__About this task__: Continue the profile of the Danish track cyclist Thorvald Ellegaard, starting right after its last line.

Personal information
- Full name: Thorvald Kristian Ellegaard (born Kristensen)
- Born: 7 March 1877 Fangel, Denmark
- Died: 27 July 1954 (aged 77) Copenhagen, Denmark^{[citation needed]}

Team information
- Discipline: Track
- Role: Rider

Medal record
Men's track cycling
Representing Denmark
World Championships
| Gold medal – first place | 1901 Berlin | Sprint |
| Gold medal – first place | 1902 Rome | Sprint |
| Gold medal – first place | 1903 Copenhagen | Sprint |
| Gold medal – first place | 1906 Geneva | Sprint |
| Gold medal – first place | 1908 Berlin | Sprint |
| Gold medal – first place | 1911 Rome | Sprint |
| Silver medal – second place | 1904 London | Sprint |
| Silver medal – second place | 1905 Antwerp | Sprint |
| Silver medal – second place | 1910 Brussels | Sprint |
| Silver medal – second place | 1913 Leipzig | Sprint |

= Thorvald Ellegaard =

Danish cyclist (1877–1954)

__Stored data__:
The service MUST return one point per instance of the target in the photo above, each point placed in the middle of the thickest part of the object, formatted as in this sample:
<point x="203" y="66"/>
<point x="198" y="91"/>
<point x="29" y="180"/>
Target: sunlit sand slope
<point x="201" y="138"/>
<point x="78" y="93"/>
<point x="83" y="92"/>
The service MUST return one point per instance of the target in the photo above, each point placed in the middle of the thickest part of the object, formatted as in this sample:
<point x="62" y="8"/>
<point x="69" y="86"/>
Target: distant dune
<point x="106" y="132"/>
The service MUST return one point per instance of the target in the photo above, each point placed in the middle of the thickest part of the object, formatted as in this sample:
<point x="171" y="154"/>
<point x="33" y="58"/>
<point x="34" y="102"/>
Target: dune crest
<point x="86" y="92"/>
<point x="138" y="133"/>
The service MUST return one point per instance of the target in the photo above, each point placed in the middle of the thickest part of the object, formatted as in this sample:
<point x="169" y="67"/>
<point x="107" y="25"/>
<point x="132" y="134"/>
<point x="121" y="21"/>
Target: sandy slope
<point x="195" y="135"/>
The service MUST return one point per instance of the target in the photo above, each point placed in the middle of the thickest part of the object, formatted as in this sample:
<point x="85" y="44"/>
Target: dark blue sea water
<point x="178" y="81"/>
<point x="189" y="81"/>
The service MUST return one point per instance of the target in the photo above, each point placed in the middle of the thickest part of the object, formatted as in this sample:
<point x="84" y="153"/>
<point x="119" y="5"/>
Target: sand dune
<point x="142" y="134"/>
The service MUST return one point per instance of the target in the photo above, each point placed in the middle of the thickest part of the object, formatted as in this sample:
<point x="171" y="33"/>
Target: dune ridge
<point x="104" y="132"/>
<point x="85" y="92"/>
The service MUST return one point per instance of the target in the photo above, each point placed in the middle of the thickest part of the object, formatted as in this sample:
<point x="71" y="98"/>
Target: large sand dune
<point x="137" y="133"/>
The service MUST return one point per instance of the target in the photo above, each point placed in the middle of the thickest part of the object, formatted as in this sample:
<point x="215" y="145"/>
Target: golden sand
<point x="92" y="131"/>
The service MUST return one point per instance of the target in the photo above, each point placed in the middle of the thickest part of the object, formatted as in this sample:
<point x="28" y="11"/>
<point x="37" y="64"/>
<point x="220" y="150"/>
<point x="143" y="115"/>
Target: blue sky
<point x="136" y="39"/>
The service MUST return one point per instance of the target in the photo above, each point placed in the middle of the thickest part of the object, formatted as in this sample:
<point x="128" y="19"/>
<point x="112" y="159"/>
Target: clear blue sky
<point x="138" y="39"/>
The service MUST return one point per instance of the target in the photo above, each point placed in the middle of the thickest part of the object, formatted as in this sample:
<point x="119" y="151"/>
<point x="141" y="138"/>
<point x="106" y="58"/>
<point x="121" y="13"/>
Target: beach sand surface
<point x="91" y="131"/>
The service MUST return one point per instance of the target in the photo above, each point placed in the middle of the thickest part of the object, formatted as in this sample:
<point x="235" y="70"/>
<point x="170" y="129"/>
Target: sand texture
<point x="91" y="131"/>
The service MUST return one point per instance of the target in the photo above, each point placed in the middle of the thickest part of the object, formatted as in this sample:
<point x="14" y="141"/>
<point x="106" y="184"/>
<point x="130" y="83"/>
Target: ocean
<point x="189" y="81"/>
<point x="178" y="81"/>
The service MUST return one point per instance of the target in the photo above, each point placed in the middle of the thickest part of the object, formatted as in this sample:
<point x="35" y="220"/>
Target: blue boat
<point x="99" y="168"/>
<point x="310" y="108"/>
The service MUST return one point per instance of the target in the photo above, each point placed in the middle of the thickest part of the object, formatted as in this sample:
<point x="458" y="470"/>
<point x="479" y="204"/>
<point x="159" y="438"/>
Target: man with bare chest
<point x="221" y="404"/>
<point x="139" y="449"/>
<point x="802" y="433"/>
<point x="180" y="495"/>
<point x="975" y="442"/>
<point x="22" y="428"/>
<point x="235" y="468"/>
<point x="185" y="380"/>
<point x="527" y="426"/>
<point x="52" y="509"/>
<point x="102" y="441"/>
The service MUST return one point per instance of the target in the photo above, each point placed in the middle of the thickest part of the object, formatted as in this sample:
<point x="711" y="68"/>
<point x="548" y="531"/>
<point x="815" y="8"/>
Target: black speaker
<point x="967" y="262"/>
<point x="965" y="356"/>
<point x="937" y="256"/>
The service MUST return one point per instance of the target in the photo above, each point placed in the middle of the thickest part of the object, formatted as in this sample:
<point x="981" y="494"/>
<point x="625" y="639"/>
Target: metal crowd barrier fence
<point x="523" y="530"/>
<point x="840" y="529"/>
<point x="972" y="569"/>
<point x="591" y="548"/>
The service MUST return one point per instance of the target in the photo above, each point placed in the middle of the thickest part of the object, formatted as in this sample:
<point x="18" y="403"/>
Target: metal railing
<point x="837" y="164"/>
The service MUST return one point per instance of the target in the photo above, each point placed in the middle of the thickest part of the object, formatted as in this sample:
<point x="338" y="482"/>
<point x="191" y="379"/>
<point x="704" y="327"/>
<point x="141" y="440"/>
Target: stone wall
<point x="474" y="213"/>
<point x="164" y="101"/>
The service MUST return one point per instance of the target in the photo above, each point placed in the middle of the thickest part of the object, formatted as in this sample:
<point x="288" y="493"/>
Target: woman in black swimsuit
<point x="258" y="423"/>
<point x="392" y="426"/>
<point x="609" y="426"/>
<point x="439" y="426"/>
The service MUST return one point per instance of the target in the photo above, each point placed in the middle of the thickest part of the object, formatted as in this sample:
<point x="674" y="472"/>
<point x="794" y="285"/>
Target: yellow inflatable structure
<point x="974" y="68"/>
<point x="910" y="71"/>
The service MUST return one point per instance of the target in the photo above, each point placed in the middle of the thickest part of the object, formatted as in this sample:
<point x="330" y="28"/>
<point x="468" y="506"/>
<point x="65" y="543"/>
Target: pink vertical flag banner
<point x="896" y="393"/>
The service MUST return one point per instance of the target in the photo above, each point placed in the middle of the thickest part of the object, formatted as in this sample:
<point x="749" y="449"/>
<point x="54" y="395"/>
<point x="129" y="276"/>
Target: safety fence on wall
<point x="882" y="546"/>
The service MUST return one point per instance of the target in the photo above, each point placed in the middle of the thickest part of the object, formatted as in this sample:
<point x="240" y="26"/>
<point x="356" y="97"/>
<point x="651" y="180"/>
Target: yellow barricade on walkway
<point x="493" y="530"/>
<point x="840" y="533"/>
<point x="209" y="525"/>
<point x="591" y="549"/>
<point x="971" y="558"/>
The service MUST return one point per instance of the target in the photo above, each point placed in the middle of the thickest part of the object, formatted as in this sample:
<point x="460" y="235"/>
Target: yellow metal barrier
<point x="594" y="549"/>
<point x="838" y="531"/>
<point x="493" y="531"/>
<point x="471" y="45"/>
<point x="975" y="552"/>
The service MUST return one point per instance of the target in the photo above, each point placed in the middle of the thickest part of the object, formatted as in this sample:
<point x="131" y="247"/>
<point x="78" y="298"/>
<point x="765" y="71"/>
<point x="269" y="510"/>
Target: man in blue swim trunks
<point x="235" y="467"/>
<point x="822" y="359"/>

__Task output__:
Thorvald Ellegaard (7 March 1877 - 27 April 1954) was a leading Danish track racing cyclist in the 1900s and 1910s. He won the world professional sprint title six times, three European titles, and 24 Danish titles. He also won the Grand Prix de Paris in 1901 and 1911. Over the course of his long career, which spanned 31 years, he competed in 1,560 significant races, winning 925 of them. He was Denmark's first sports idol.

==Biography==
Thorvald Kristian Kristensen was born on 7 March 1877 in Fangel, a village 12 km south-west of Odense on the Danish island of Funen. He had his debut on 23 May 1895 in Slagelse. Like his brother, Peter, he changed his name to Ellegård after the farm where they were born. He completed a mason's apprenticeship in 1896.

In 1898 he became professional as the first Danish racing cyclist from the provinces. By 1899, the international community had become aware of his talent and started speculating that he could become the next big star. In 1901 he won both the world championship in sprint and the prestigious Grand Prix de la Ville de Paris. Over the following decade, Ellegård remained the world's leading racing cyclist.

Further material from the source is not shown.